**Aim A**
Answer these questions about the column on dropping AP courses, one per line:
(i) Which school employs Bruce G. Hammond as director of college counseling?
(ii) Which newspaper ran the story "Elite Schools Drop AP Courses"?
(iii) How many schools could Hammond identify that actively shunned AP or were close to doing so?
**Aim B**
Write out the column on dropping AP courses between "He not only" and "well on them.", inclusive, switching "skyscrapers" to "cliffs".
**Aim C**
Continue the column on dropping AP courses from the point where its text ends.

**Page**
***

Three months ago I read a commentary in the newspaper Education Week and wondered why I heard a grinding sound. It turned out to be my back molars, scraping together in a way my dentist has complained about many times. The reason for my obvious tension was a commentary, "On Dropping AP Courses: A Voice from the Developing Movement," [Jan. 19 issue] by Bruce G. Hammond, director of college counseling at Sandia Preparatory School in Albuquerque, N.M.
AP means Advanced Placement. It, and a smaller but similar program called International Baccalaureate (IB), are high school courses designed to take the place of introductory courses in college. They have long reading lists and difficult final exams written and graded by outside experts.
_____About the Author_____
Jay Mathews, a Washington Post education reporter, writes a weekly Class Struggle column exclusively for washingtonpost.com. He also covers school issues in a quarterly column for The Post Magazine. He can be reached via e-mail at email@example.com.
The Wall Street Journal published a story, "Elite Schools Drop AP Courses," last November about some high schools rejecting AP. I had written about this development myself in 2003, both in this column and in Newsweek. I was unhappy with Hammond's article because I thought it would provide ammunition to wrong-headed educators trying to keep AP and IB out of the many non-elite schools that teachers I admire say need that exposure to college-level learning.
Two things in Hammond's piece particularly irked me. He implied that AP educators could not be creative and deep in their teaching, when I had met many who were precisely that. And he suggested that AP programs hurt teacher morale, when in the vast majority of the schools I have visited, AP teachers are the ones who feel best about their jobs.
Unfortunately, I could not dismiss Hammond as an ignorant amateur. His article made it clear he was a splendid writer and an accomplished educator who had taught AP American history himself. So I politely asked him to tell me more about the group of anti-AP schools he was helping organize. He responded warmly and generously, like the good teacher he is, even if he knew he was dealing with a recalcitrant student.
He not only told me what was going on at Sandia Prep, but he also put me in touch with other educators in this movement to celebrate alternatives to AP. These are very kind and honest people who soothed me by making it clear that their movement is tiny and unlikely to get very far. Parachuting off skyscrapers is probably a more popular trend than dropping AP courses from American high schools. Hammond could identify only 12 schools that actively shunned AP, or were close to doing so. That is four-hundredths of one percent of all the high schools in the country. Since these are all small private schools, their policies affect less than 1,000 graduating seniors each year. And even when these schools drop the AP label, those courses remain close enough to the AP standard that some of their students still take the three-hour AP tests and do well on them.

***

**Information shown**
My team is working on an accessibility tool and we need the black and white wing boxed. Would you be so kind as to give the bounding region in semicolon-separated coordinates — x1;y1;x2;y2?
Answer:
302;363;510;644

***

**Written response A**
(i) Sandia Preparatory School in Albuquerque, N.M.
(ii) The Wall Street Journal
(iii) 12

**Written response B**
He not only told me what was going on at Sandia Prep, but he also put me in touch with other educators in this movement to celebrate alternatives to AP. These are very kind and honest people who soothed me by making it clear that their movement is tiny and unlikely to get very far. Parachuting off cliffs is probably a more popular trend than dropping AP courses from American high schools. Hammond could identify only 12 schools that actively shunned AP, or were close to doing so. That is four-hundredths of one percent of all the high schools in the country. Since these are all small private schools, their policies affect less than 1,000 graduating seniors each year. And even when these schools drop the AP label, those courses remain close enough to the AP standard that some of their students still take the three-hour AP tests and do well on them.

**Written response C**
Every year since 1999, Hammond has convened a meeting at the annual conference of the National Association for College Admission Counseling called the "Non-AP/AP Concerns Interest Group." Attendance has fluctuated between six to 30 people, he said. That, and his piece in Edweek, are the extent of his proselytizing. His day job still takes most of his time.
And he knows the power of the forces that his group is up against. "The number of schools intrigued by the idea of dropping AP far outnumbers those which actually go through with it because of the intense pressure that can be brought to bear by the parents," he said. The fathers and mothers who pay the tuition at these expensive schools know that college-level courses are virtually an entrance requirement at most selective colleges. They are reluctant to send their child off to the Ivy League admission wars without some AP or IB armor.
I respect their views, even though personally I don't think getting my kid into Dartmouth is a good reason for insisting that his school have AP or IB. My worry is that without AP or IB, American secondary education will continue to fail to educate many average or below-average teenagers who with time and encouragement and a high standard of learning could succeed in college. Only half of students who start college eventually graduate. That record is even worse for low-income students. Research shows that challenging high school classes improve a student's chances of getting through college. In 95 percent of our public schools, dropping AP or IB would be disastrous.
Some people say that I am bashing teachers by saying that. On the contrary, I am listening to hundreds of great teachers who have told me they need AP or IB to do their best. I have yet to find a single public school of ordinary size and enrollment that has managed to come close to achieving the depth and excitement in learning reached by AP and IB schools. Until one shows up, it will be hard to persuade me that these programs are not vital for American education.
But I admit that the private school educators who have dropped AP have very good reasons, from their perspective, for doing so. They are teaching in special schools with very motivated students. They argue convincingly that in those circumstances, they can do better than AP or IB.
Here are the schools that Hammond includes in this category. The number in parenthesis is the size of each school's senior class, as reported in the 2001 edition of the College Board Guide to High Schools or by the schools themselves: Calhoun, New York City (23); Carolina Friends, Durham, N.C. (36); Dalton, New York City (110); Fieldston, New York City (135); Oldfields, Glencoe, Md. (42); Putney, Putney, Vt. (64); St. Andrews-Sewanee, Sewanee, Tenn. (55); Sandia Prep, Albuquerque, N.M. (97); Spence, New York City (43), and University Prep, Seattle, Wash. (44).
Two other schools on Hammond's list, Crossroads, Santa Monica, Calif. (113) and Westtown, Westtown, Penn. (95), have not yet stripped their courses of the AP label, but are completing a series of meetings and discussions that have taken years and seem likely to end in that result. Susan K. Tree, director of college counseling at Westtown, said, "The truth in a nutshell is that teachers here are willing and able to think and teach outside the AP box in a way that is more consistent with our vision and values."
If there are any other schools in this category I have not mentioned, I would like to hear from them. In the meantime, here is what these fine educators are saying about how they prepare their students without AP or IB.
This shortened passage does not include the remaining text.